(Beginning of DATA SUPPLIED)

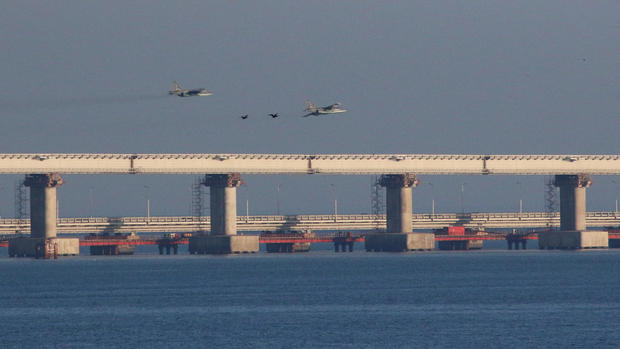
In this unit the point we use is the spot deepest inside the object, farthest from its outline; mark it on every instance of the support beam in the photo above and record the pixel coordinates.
(399, 201)
(43, 204)
(223, 202)
(572, 200)
(399, 236)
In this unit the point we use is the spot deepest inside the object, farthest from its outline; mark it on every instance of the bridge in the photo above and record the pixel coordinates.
(309, 164)
(182, 224)
(223, 175)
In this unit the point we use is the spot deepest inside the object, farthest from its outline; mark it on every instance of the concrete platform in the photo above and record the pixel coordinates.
(37, 247)
(399, 242)
(573, 240)
(223, 244)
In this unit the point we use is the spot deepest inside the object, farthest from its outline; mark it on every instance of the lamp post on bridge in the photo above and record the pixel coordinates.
(333, 189)
(147, 195)
(520, 197)
(432, 198)
(278, 199)
(462, 197)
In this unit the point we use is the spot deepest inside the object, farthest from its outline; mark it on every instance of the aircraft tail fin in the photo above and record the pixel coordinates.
(310, 106)
(175, 88)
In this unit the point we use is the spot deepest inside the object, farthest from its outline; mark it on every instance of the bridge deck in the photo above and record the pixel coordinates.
(309, 164)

(End of DATA SUPPLIED)

**GOAL OF THE EXERCISE**
All that is wanted is an exact copy of the lines from the line holding "of the aircraft" through the end of the material above, including both.

**RESPONSE AREA**
In this unit the point we use is the spot deepest inside the object, farthest from its outline; mark it on every instance of the aircraft tail fin in the photo above and record the pixel coordinates.
(310, 106)
(175, 88)
In this unit the point we use is the spot deepest inside the object, farthest from its outline; mark it on every instance of the bridge deck in the photo above and record the pixel coordinates.
(309, 164)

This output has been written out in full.